- **Set exercise**
Put every line of the listing below into a numbered list, leaving out blank lines. Leave the pictures out of your answer.

- **Provided data**
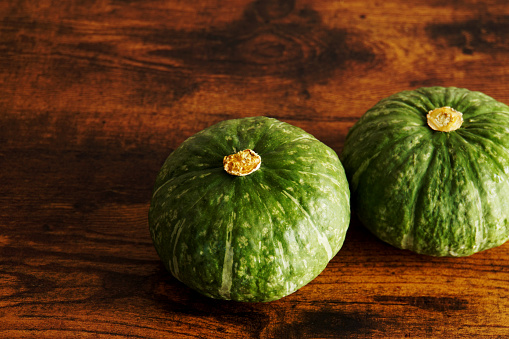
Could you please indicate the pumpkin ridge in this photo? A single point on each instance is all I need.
(472, 136)
(417, 193)
(387, 148)
(480, 190)
(439, 188)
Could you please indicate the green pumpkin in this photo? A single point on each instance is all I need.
(249, 209)
(429, 171)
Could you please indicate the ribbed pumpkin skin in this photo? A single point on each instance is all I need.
(254, 238)
(435, 193)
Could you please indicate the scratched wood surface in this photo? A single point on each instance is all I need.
(94, 95)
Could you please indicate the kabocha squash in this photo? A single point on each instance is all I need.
(249, 209)
(429, 171)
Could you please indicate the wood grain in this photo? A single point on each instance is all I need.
(94, 95)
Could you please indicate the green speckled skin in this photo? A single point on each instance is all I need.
(435, 193)
(254, 238)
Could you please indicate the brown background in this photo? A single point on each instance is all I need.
(94, 95)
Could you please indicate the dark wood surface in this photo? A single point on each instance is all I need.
(94, 95)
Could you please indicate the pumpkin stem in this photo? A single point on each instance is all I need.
(444, 119)
(242, 163)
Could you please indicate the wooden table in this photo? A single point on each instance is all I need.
(94, 95)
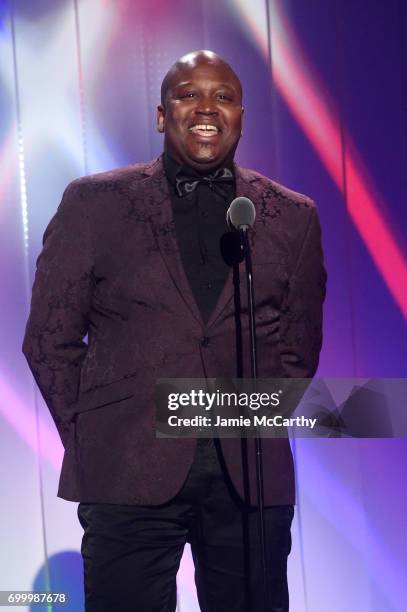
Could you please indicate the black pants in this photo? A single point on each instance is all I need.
(132, 554)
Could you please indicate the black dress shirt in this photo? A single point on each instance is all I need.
(200, 222)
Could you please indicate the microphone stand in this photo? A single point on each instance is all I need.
(243, 231)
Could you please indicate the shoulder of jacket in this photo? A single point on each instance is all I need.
(270, 189)
(136, 172)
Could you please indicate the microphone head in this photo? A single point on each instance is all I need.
(241, 213)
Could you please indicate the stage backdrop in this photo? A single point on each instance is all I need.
(325, 96)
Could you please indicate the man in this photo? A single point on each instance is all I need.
(132, 258)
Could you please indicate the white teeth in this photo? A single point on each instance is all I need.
(205, 127)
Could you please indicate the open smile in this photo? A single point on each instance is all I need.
(205, 130)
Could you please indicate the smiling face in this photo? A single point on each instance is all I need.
(201, 112)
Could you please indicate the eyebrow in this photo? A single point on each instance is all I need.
(185, 83)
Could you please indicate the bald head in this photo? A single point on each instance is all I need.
(192, 60)
(201, 111)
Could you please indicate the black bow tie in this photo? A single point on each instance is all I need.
(218, 181)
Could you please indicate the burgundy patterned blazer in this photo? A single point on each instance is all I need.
(110, 268)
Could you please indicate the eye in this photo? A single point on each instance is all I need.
(188, 94)
(224, 97)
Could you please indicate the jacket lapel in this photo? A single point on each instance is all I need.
(156, 200)
(244, 187)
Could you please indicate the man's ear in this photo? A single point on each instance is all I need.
(160, 118)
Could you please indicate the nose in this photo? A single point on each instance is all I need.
(205, 106)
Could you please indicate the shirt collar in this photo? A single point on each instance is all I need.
(173, 168)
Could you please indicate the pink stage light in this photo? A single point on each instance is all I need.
(22, 419)
(319, 121)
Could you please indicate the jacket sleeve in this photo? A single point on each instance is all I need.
(301, 324)
(53, 343)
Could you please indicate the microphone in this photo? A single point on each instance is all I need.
(241, 214)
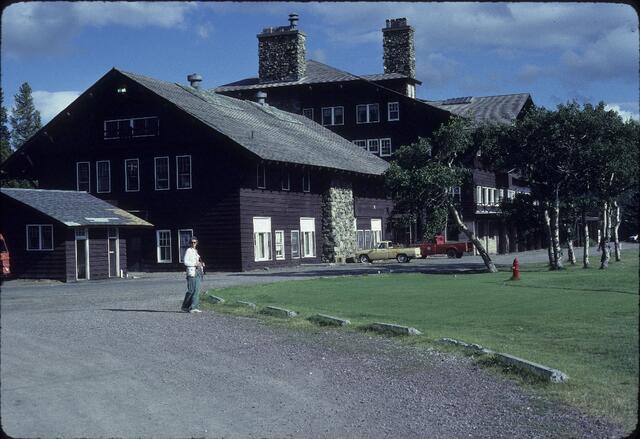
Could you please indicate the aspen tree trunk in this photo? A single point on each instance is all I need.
(585, 254)
(616, 225)
(547, 223)
(604, 244)
(555, 228)
(472, 237)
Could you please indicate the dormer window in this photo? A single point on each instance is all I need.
(133, 127)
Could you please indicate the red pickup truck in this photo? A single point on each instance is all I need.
(438, 246)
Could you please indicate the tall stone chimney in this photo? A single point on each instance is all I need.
(281, 52)
(398, 47)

- **Task result**
1. Could you please indicate the pumpkin ridge in this photo? A single point on each instance is all I need.
2. (472, 136)
3. (417, 193)
4. (387, 148)
5. (480, 190)
6. (439, 188)
7. Could you please indicate the green pumpkin in this photo? A single point on each instance is all I need.
8. (249, 209)
9. (429, 171)
10. Could you please indicate the ribbed pumpkin skin in this photo? A single point on each instance is all I need.
11. (254, 238)
12. (435, 193)
13. Could you please indicate the scratched wood surface in this photo? A single point on each instance is all I need.
14. (94, 95)
15. Could you please indicate the kabocha squash in this photo? A single point on each instance is all I need.
16. (249, 209)
17. (429, 171)
18. Could you please indicate the wood grain in this photo? A single point on each instance is all I need.
19. (94, 95)
20. Could you please indicate the green speckled skin in this photo? A single point on each instance is all I need.
21. (435, 193)
22. (254, 238)
23. Could you please indicate the brown background in this photo? A single point on each instance is all I need.
24. (94, 95)
25. Could you please indicate the dark wood surface in this photo? A single point on each instance is all I need.
26. (94, 95)
27. Could you please indicate the pumpkin stem in this photo? A single point on each instance is all I need.
28. (444, 119)
29. (242, 163)
30. Could you please indicate the wooden table in this photo? A single point on each instance is all I need.
31. (94, 95)
32. Could you please indicate the black pants in this photo? A single point on each instance is all I need.
33. (132, 554)
34. Could you please indicate the black dress shirt in this photo? A single point on each instance is all I need.
35. (200, 222)
36. Could you please indicate the microphone stand in this photo? A single point on each instance is all I need.
37. (243, 231)
38. Could you please indicate the shoulder of jacket in this photo? A single point on each instance is all I need.
39. (270, 189)
40. (136, 172)
41. Could you please indicate the microphone head in this photo? A single point on each instance is all I need.
42. (241, 213)
43. Could you please indicate the stage backdrop in this photo? A single point on each instance is all I need.
44. (325, 96)
45. Could you please indicate the man in this photo? A single point on each instance is all I need.
46. (132, 258)
47. Could you please indicate the white teeth in this photo? A single point on each instance is all I need.
48. (205, 127)
49. Could you please indicate the open smile in this photo? A single point on each instance is all I need.
50. (205, 130)
51. Could you please indicate the smiling face in this photo? A single point on each instance is all I need.
52. (201, 112)
53. Could you please indicate the eyebrow in this photo? A single point on each instance is all I need.
54. (185, 83)
55. Could you please indicate the bald head in this photo? A single point on each instance is all I need.
56. (192, 60)
57. (201, 111)
58. Could you please indicate the black bow tie in this photo? A single point on each instance is all I need.
59. (218, 181)
60. Could you please indicate the burgundy patterned blazer in this photo? A single point on each instance is all I need.
61. (110, 268)
62. Could you please indicate the eye in this photo? A single point on each instance is all I need.
63. (188, 94)
64. (224, 97)
65. Could you please indicate the jacket lapel in this photo? A single point on each instance is all I need.
66. (156, 200)
67. (244, 187)
68. Could you please indicate the man's ear in this photo? A single point on each instance is all I need.
69. (160, 118)
70. Could you please indicate the nose in this photo? A single point on each instance is all I need.
71. (205, 106)
72. Could you please indicate the shirt collar in this photo? A single point on each instance is all I need.
73. (173, 168)
74. Could you please indicate the pink stage light in this photo? A single point on each instance is all I need.
75. (22, 419)
76. (319, 121)
77. Could you please indicate the jacket sleeve in this photo? A single point on each instance is all I need.
78. (301, 324)
79. (53, 343)
80. Could you please indicate the microphone in this photo? A single point on each instance is all I need.
81. (241, 214)
82. Could you please indicate the aspen tree trunk in this photo? A single point on each instance is all I need.
83. (585, 254)
84. (616, 225)
85. (547, 223)
86. (604, 244)
87. (555, 228)
88. (472, 237)
89. Could you please indicate the dormer window in this photo? A single point on each instance is all I need.
90. (133, 127)
91. Could you please indicate the red pickup truck in this photo? A single point on each instance is all I need.
92. (438, 246)
93. Could you please indicate the tall stone chimney in this photo? A single point on each instance is all I need.
94. (281, 52)
95. (398, 47)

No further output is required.